**TASK**
Reproduce the material below in full, substituting "written in this format" for every occurrence of "drawn in this form" and leaving everything else unchanged.
[begin EXCERPTED DATA]
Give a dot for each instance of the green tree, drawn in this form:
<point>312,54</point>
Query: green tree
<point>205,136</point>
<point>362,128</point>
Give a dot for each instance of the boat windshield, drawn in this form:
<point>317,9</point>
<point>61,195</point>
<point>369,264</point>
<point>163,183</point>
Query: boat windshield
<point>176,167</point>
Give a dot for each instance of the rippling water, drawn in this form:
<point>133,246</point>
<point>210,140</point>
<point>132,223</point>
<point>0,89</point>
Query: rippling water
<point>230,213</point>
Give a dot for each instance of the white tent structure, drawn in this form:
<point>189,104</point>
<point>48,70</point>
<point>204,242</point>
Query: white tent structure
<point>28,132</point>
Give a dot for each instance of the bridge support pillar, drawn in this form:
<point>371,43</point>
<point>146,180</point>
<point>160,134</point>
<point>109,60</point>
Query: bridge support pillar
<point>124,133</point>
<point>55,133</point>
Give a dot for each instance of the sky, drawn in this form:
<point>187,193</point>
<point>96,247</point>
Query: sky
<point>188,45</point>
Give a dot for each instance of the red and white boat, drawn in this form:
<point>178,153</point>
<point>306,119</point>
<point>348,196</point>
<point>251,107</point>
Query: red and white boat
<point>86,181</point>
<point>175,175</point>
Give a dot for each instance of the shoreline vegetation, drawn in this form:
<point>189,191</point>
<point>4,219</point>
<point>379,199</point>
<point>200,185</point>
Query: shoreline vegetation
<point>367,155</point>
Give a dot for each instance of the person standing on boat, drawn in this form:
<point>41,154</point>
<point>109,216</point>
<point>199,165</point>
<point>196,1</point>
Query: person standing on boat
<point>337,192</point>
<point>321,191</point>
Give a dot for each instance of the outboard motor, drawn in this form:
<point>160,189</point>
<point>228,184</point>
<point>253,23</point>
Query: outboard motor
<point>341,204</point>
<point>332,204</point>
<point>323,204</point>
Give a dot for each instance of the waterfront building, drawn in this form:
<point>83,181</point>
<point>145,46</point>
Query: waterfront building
[end EXCERPTED DATA]
**ANSWER TO THIS EXERCISE**
Give a dot for each instance of the green tree, written in this format:
<point>312,54</point>
Query: green tree
<point>205,136</point>
<point>362,128</point>
Give a dot for each instance of the boat windshield, written in this format:
<point>317,9</point>
<point>61,195</point>
<point>369,264</point>
<point>163,183</point>
Query: boat windshield
<point>176,167</point>
Give a dot for each instance of the rippling water, written in this format:
<point>133,246</point>
<point>210,140</point>
<point>132,223</point>
<point>0,89</point>
Query: rippling water
<point>230,213</point>
Give a dot for each instance of the white tent structure, written in this format:
<point>189,104</point>
<point>48,70</point>
<point>204,242</point>
Query: white tent structure
<point>28,132</point>
Give a dot for each instance of the bridge support pillar, written in this format:
<point>371,43</point>
<point>146,180</point>
<point>160,134</point>
<point>109,60</point>
Query: bridge support pillar
<point>124,133</point>
<point>55,133</point>
Give a dot for each instance of the sky, written in this format:
<point>187,193</point>
<point>96,247</point>
Query: sky
<point>188,45</point>
Give a dot for each instance of the red and white boat, written in this format:
<point>178,153</point>
<point>306,119</point>
<point>348,196</point>
<point>251,107</point>
Query: red and white boat
<point>86,181</point>
<point>175,175</point>
Give a dot for each instance of the shoreline vegetation, written in this format:
<point>189,191</point>
<point>4,219</point>
<point>379,199</point>
<point>200,185</point>
Query: shoreline vegetation
<point>367,155</point>
Give a dot for each instance of the person standing on boat, written in this format:
<point>41,154</point>
<point>109,216</point>
<point>199,165</point>
<point>196,1</point>
Query: person standing on boat
<point>337,192</point>
<point>321,191</point>
Give a dot for each instance of the outboard motor, written in this format:
<point>160,189</point>
<point>228,184</point>
<point>253,23</point>
Query: outboard motor
<point>341,204</point>
<point>332,204</point>
<point>323,204</point>
Give a dot for each instance of the waterfront building, written in this format:
<point>83,181</point>
<point>145,46</point>
Query: waterfront building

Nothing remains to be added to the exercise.